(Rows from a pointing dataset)
Start

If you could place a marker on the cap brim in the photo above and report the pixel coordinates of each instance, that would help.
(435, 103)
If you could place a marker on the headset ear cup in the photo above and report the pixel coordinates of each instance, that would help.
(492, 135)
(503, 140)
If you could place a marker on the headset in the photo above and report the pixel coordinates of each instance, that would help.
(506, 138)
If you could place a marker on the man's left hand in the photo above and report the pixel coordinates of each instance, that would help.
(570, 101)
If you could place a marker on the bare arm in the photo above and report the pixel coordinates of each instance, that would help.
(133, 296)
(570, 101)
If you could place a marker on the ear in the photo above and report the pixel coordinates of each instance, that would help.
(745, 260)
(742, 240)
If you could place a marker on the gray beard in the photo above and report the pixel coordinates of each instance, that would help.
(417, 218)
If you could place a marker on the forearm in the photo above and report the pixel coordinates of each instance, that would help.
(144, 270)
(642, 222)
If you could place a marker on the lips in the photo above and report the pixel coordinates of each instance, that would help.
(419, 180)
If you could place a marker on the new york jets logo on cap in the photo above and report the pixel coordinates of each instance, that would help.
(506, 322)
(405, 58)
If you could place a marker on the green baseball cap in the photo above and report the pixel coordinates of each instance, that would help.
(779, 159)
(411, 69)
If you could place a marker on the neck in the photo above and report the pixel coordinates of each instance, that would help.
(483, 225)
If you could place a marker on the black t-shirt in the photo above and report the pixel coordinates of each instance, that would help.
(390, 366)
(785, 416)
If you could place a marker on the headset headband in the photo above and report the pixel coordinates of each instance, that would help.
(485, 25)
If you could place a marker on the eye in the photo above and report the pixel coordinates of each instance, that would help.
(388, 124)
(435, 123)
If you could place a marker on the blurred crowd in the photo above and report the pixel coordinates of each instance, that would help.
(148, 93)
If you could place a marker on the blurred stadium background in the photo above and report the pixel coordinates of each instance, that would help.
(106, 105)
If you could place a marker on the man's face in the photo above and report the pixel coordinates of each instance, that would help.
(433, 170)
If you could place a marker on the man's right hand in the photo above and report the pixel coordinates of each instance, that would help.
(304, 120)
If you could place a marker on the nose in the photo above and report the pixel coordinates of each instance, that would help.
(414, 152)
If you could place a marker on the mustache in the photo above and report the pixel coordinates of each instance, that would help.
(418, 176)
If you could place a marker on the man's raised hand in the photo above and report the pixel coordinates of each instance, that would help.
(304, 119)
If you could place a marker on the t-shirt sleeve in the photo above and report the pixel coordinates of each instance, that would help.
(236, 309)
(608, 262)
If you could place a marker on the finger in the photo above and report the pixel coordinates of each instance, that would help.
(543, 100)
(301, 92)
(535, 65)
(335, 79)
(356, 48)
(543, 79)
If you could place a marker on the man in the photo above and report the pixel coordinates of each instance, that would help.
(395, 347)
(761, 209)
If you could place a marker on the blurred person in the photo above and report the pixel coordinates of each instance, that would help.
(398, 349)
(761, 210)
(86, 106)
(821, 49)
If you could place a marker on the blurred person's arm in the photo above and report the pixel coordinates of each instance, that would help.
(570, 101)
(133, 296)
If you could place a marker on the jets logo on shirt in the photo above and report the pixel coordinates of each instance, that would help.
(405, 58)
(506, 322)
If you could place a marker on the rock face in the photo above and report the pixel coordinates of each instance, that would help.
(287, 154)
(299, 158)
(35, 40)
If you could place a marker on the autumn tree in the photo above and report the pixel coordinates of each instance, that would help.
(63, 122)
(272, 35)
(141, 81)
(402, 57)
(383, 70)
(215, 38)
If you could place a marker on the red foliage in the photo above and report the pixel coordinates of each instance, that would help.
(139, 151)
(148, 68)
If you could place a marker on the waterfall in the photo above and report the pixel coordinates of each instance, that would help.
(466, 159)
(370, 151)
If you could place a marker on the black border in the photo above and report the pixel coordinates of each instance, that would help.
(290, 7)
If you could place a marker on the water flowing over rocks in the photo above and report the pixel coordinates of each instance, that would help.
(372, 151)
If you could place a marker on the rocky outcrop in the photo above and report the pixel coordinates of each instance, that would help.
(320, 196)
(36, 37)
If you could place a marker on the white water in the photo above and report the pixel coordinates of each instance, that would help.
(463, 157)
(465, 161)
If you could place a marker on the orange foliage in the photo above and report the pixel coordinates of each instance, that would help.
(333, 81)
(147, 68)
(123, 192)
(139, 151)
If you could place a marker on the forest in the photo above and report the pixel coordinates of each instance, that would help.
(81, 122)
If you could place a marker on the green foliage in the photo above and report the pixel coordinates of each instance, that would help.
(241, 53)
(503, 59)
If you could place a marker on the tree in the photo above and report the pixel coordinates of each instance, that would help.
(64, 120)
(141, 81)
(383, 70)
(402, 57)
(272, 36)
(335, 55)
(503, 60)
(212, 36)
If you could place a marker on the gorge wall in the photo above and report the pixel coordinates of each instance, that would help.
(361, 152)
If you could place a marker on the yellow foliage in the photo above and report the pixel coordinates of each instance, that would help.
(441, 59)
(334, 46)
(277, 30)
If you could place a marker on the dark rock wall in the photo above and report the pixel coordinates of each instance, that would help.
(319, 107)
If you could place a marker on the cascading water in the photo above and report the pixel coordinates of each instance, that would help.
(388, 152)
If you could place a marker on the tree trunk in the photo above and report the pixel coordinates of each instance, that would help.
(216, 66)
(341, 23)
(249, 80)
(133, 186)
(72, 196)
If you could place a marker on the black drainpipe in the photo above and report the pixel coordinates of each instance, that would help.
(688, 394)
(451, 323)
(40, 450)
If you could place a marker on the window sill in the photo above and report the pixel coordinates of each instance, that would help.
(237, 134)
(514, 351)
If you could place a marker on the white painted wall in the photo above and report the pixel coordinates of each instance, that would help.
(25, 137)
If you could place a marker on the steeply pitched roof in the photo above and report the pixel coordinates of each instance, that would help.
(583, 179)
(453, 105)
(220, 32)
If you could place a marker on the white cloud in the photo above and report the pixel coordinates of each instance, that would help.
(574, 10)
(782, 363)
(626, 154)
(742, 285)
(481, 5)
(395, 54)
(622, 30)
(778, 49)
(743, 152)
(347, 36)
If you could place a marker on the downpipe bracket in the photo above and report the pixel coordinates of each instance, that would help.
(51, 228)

End

• **What this task involves**: Print all of the entries exactly as they appear.

• **Solution for this exercise**:
If you could place a marker on the cap brim in the photo above and report the pixel coordinates of each instance, that would help.
(435, 103)
If you could place a marker on the headset ear cup in the photo above and report the pixel coordinates of each instance, that would help.
(492, 135)
(503, 140)
If you could place a marker on the headset in the photo above and report the pixel coordinates of each instance, that would help.
(506, 138)
If you could place a marker on the man's left hand in the photo above and report the pixel coordinates of each instance, that would help.
(570, 101)
If you could place a marker on the bare arm in the photo above and report the pixel coordinates of each instance, that would help.
(133, 296)
(570, 101)
If you could place a marker on the ear in the photo above and report the pixel coordinates of each instance, that would help.
(745, 260)
(742, 240)
If you could place a marker on the gray beard in the photo above and report the pixel coordinates of each instance, that would help.
(417, 218)
If you could place a marker on the forearm in the photo above and report the pixel coordinates of each instance, that would help.
(144, 270)
(642, 222)
If you could place a marker on the lips in the photo above and report the pixel coordinates of each instance, that would help.
(419, 180)
If you could place a marker on the new york jets logo on cap in the photo above and report the pixel coordinates of each instance, that would help.
(506, 322)
(405, 58)
If you could place a marker on the green baseball cap in the photo above and report the pixel coordinates of each instance, that would help.
(779, 159)
(411, 69)
If you could place a marker on the neck in the photo above and report the pixel coordinates of each instance, that would help.
(483, 225)
If you could place a marker on the black t-shirt in the photo above and report the pixel coordinates of each instance, that would help.
(390, 366)
(785, 416)
If you could place a marker on the headset headband in the photo above and report the pixel coordinates of each instance, that would help.
(485, 25)
If you could place a marker on the eye in the photo above and report the pixel coordinates of each instance, that would help.
(388, 124)
(435, 123)
If you could place a marker on the blurred crowd in the photo above and report the pixel coordinates of each instance, that would help.
(148, 93)
If you could place a marker on the blurred stadium background in the photo above and report the pixel coordinates of each instance, that would help.
(106, 105)
If you could place a marker on the man's face in the photo above and report the pixel coordinates of each instance, that would help.
(433, 170)
If you could place a marker on the man's right hand in the photo above and report the pixel coordinates of each instance, that would help.
(304, 120)
If you could place a marker on the nose in the photo above and report the pixel coordinates of each instance, that would help.
(414, 152)
If you could place a marker on the mustache in the photo above and report the pixel coordinates of each instance, that would help.
(418, 176)
If you could place a marker on the man's raised hand in the photo above and report the pixel coordinates of each instance, that would help.
(304, 119)
If you could place a marker on the t-shirt sleeve in the photo above and report the pixel coordinates of each instance, that would help.
(236, 309)
(608, 262)
If you could place a marker on the finger in the photo above and report the pixel coordinates of each instance, that would help.
(543, 100)
(301, 92)
(535, 65)
(335, 79)
(356, 48)
(543, 79)
If you could place a marker on the man in the photo above and report the pixel coordinates of each instance, that would help.
(395, 347)
(761, 209)
If you could place a marker on the blurred person in the photo above and report the pixel coordinates of each instance, that would help.
(398, 349)
(761, 210)
(86, 106)
(821, 49)
If you could place a marker on the blurred person's arm in the photo above and report the pixel coordinates of each instance, that would help.
(570, 101)
(133, 296)
If you could place a marker on the jets logo on shirt in the photo above and report the pixel coordinates of each instance, that would help.
(405, 58)
(506, 322)
If you could place a marker on the rock face in the photo above and report the pixel coordinates of each instance, that would help.
(287, 154)
(299, 158)
(35, 40)
If you could place a marker on the autumn tree in the photo above and report the pixel coordinates of each instance, that would help.
(63, 122)
(272, 35)
(141, 81)
(402, 57)
(383, 70)
(215, 38)
If you could place a marker on the red foliage in the photo above and report the pixel coordinates of each instance, that would help.
(139, 151)
(148, 68)
If you could place a marker on the waterfall in the photo above and report the pixel coordinates of each instance, that would help.
(466, 159)
(370, 151)
If you could place a marker on the black border in the photo above and report the pixel coordinates of each instance, that would help.
(290, 7)
If you could place a marker on the water flowing over rocks in the photo above and report the pixel coordinates of each instance, that would help.
(372, 151)
If you could place a marker on the rocky outcrop in the photo above and report the pixel coordinates of each instance, that would help.
(320, 196)
(36, 37)
If you could place a marker on the white water in the photo above and report the pixel coordinates of each instance, that would help.
(463, 157)
(465, 161)
If you could place a marker on the orange foliage in the photo above and report the pixel coordinates of each instance, that would help.
(333, 81)
(147, 68)
(123, 192)
(139, 151)
If you could place a marker on the forest in the photo above and report the pixel coordinates of each instance, that would help.
(81, 122)
If you could place a marker on the green foliage in the photo above and report the pixel coordinates of each instance, that would help.
(241, 53)
(503, 59)
If you could place a marker on the tree in the photo above and report the pixel coordinates of each instance, that would help.
(64, 120)
(141, 81)
(383, 70)
(402, 57)
(272, 36)
(335, 55)
(503, 60)
(212, 36)
If you could place a marker on the gorge wall in the photo above and report the pixel coordinates of each instance, that would help.
(361, 152)
If you could place a marker on the yellow foliage in the photo above and report the pixel coordinates of each instance, that would help.
(441, 59)
(334, 46)
(277, 30)
If you could place a marker on the dark rock wall in the photo above and report the pixel coordinates of each instance, that would help.
(319, 107)
If you could place a marker on the cascading water in the photo above and report the pixel coordinates of each instance, that would help.
(388, 152)
If you could place a marker on the tree trunk in the photo above and report the pixel coordinates of each instance, that would help.
(216, 66)
(341, 23)
(249, 80)
(133, 186)
(72, 196)
If you could place a marker on the black drainpipe in the photo above and report the pixel coordinates of each instance, that would help.
(688, 394)
(451, 323)
(40, 450)
If you could place a marker on the window sill in the photo above and report the pixel coordinates of each instance, that would help.
(237, 134)
(514, 351)
If you could place a marker on the white painted wall in the photo above and report the pixel coordinates of each instance, that would help.
(25, 137)
If you could place a marker on the steeply pitched roof in the photo above and report the pixel coordinates of each instance, that would help.
(583, 179)
(453, 105)
(220, 32)
If you could place a marker on the white cloud in the photo above and report the pixel coordinates of each instance, that would help.
(574, 10)
(782, 363)
(626, 154)
(742, 285)
(481, 5)
(395, 54)
(622, 30)
(778, 49)
(743, 152)
(347, 36)
If you could place a marker on the downpipe bracket in the photo above and report the pixel coordinates of each instance, that would help.
(51, 228)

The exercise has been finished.